• **PROBLEM DETAILS**
Your copy of the listing must be exact and must hold no images.

• **DATA TO EXAMINE**

____________________

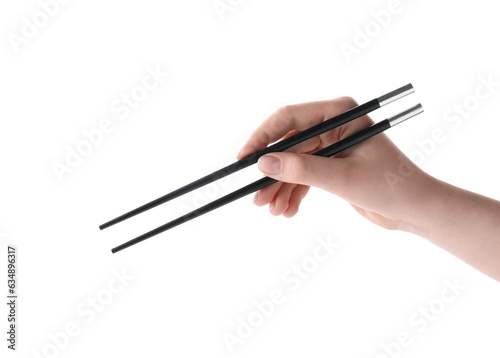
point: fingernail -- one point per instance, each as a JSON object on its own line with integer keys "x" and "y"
{"x": 269, "y": 164}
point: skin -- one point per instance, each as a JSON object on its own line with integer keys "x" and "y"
{"x": 379, "y": 182}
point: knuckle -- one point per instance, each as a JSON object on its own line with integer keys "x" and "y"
{"x": 284, "y": 115}
{"x": 296, "y": 168}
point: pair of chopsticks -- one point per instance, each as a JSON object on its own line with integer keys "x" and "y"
{"x": 309, "y": 133}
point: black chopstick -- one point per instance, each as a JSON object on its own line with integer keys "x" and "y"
{"x": 309, "y": 133}
{"x": 262, "y": 183}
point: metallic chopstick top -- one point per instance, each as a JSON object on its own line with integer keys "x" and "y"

____________________

• **SOLUTION TO THIS EXERCISE**
point: fingernail -- one point per instance, each as a JSON object on its own line with integer keys "x" and "y"
{"x": 269, "y": 164}
point: skin -- one point per instance, each as a JSON object on its own line with integer keys "x" and "y"
{"x": 379, "y": 182}
point: knuckle -- one point per instance, each as a JSON object on its own line with integer keys "x" and "y"
{"x": 284, "y": 115}
{"x": 296, "y": 168}
point: pair of chopsticks -- one point per instance, each as a JSON object on its own line with integer keys "x" and "y"
{"x": 309, "y": 133}
point: black chopstick -- one point per instance, each as a JSON object on its own line with integer keys "x" and "y"
{"x": 309, "y": 133}
{"x": 262, "y": 183}
point: metallic chopstick top -- one point per instance, each as a JSON object on its own line with integer keys "x" and "y"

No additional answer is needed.